# What the exercise asks
Use the entries below and reproduce exactly the lines from the one containing "target | green stem" down to the one containing "target | white petal", both of them included.

# Material provided

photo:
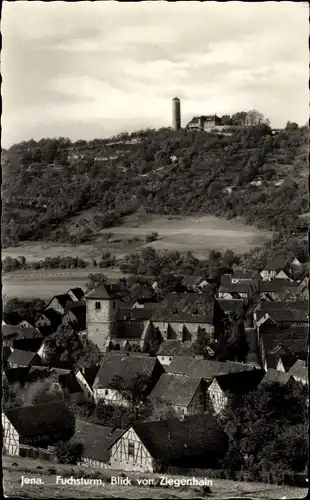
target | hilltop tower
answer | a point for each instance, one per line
(101, 315)
(176, 113)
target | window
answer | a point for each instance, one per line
(131, 449)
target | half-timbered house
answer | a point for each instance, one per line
(184, 394)
(37, 426)
(188, 441)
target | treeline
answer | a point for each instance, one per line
(212, 174)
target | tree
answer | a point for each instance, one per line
(94, 280)
(69, 452)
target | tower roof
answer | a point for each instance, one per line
(103, 291)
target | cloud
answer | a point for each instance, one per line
(104, 67)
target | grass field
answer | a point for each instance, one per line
(15, 468)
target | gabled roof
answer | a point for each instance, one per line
(176, 348)
(40, 419)
(103, 291)
(175, 389)
(119, 364)
(78, 292)
(240, 382)
(22, 358)
(206, 369)
(185, 307)
(62, 299)
(96, 439)
(192, 436)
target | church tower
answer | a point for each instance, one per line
(102, 306)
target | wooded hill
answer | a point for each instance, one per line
(252, 173)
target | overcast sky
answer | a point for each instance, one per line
(86, 70)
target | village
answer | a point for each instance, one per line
(157, 367)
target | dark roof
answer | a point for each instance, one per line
(234, 288)
(273, 376)
(128, 330)
(22, 358)
(206, 369)
(276, 263)
(96, 439)
(17, 332)
(11, 318)
(299, 370)
(127, 367)
(53, 316)
(232, 305)
(240, 382)
(185, 307)
(175, 389)
(62, 299)
(78, 292)
(192, 436)
(103, 291)
(40, 419)
(176, 348)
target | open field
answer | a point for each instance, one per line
(47, 283)
(197, 234)
(220, 489)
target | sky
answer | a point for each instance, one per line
(87, 70)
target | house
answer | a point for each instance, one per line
(37, 426)
(76, 294)
(232, 383)
(244, 275)
(181, 315)
(286, 342)
(75, 315)
(23, 359)
(184, 394)
(194, 283)
(205, 369)
(48, 321)
(58, 303)
(276, 267)
(187, 442)
(127, 369)
(171, 348)
(281, 313)
(299, 372)
(96, 441)
(232, 290)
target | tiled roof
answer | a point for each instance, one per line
(103, 291)
(176, 348)
(96, 439)
(185, 307)
(126, 367)
(192, 436)
(22, 358)
(78, 292)
(41, 419)
(240, 382)
(175, 389)
(200, 368)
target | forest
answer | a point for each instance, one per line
(253, 174)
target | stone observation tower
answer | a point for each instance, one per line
(176, 113)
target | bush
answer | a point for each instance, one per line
(69, 453)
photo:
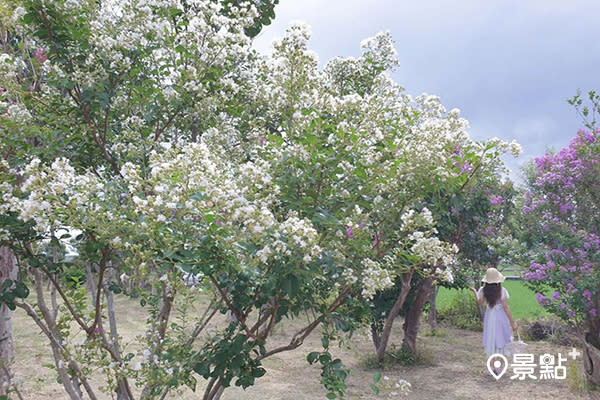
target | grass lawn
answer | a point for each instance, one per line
(522, 300)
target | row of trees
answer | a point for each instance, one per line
(151, 138)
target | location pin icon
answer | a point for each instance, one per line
(497, 362)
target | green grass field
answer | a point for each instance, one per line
(522, 300)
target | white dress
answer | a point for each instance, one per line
(497, 332)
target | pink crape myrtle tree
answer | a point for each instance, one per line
(563, 199)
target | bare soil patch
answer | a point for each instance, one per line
(457, 368)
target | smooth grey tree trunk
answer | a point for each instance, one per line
(8, 270)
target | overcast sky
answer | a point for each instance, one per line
(509, 66)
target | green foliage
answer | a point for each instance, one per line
(461, 312)
(333, 373)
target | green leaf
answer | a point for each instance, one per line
(377, 377)
(375, 389)
(312, 357)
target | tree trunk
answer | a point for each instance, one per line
(591, 361)
(413, 317)
(432, 318)
(389, 321)
(8, 270)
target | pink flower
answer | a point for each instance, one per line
(40, 55)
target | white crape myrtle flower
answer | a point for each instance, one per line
(374, 278)
(515, 148)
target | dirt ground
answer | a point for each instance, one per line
(455, 369)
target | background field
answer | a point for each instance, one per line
(522, 300)
(454, 366)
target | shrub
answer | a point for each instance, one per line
(462, 312)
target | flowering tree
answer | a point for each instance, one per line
(365, 162)
(561, 207)
(123, 91)
(150, 137)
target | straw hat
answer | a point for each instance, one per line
(492, 275)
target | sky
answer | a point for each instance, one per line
(509, 66)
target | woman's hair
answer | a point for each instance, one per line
(492, 293)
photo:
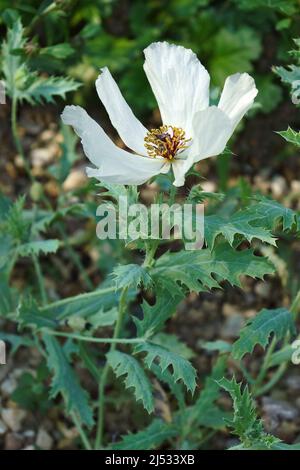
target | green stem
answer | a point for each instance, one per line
(84, 438)
(73, 255)
(75, 258)
(104, 375)
(40, 279)
(16, 138)
(150, 248)
(295, 307)
(91, 339)
(86, 295)
(265, 365)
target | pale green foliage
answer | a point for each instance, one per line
(270, 213)
(123, 364)
(65, 382)
(21, 83)
(278, 321)
(204, 411)
(291, 74)
(156, 315)
(181, 368)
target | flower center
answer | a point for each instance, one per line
(166, 142)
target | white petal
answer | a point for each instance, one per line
(237, 96)
(130, 129)
(212, 129)
(115, 165)
(179, 82)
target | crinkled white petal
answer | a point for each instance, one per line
(130, 129)
(237, 96)
(212, 129)
(179, 82)
(113, 164)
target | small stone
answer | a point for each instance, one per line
(278, 186)
(8, 386)
(44, 440)
(13, 417)
(13, 441)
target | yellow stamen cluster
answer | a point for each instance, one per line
(166, 142)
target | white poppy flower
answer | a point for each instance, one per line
(191, 131)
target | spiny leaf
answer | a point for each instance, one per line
(182, 369)
(65, 382)
(174, 344)
(291, 136)
(238, 224)
(10, 62)
(204, 405)
(245, 422)
(149, 438)
(131, 275)
(21, 83)
(258, 330)
(122, 364)
(29, 314)
(37, 247)
(195, 269)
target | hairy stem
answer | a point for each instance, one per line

# Written solution
target | green stem
answer | a point for each instance, one per line
(84, 438)
(73, 255)
(75, 258)
(104, 375)
(40, 279)
(16, 138)
(150, 248)
(295, 307)
(91, 339)
(86, 295)
(265, 365)
target | pale green foliage
answer | a point for each instance, one per line
(270, 213)
(123, 364)
(65, 382)
(21, 83)
(278, 321)
(204, 411)
(291, 74)
(156, 315)
(181, 368)
target | flower center
answer | a point for each instance, one per line
(166, 142)
target | white petal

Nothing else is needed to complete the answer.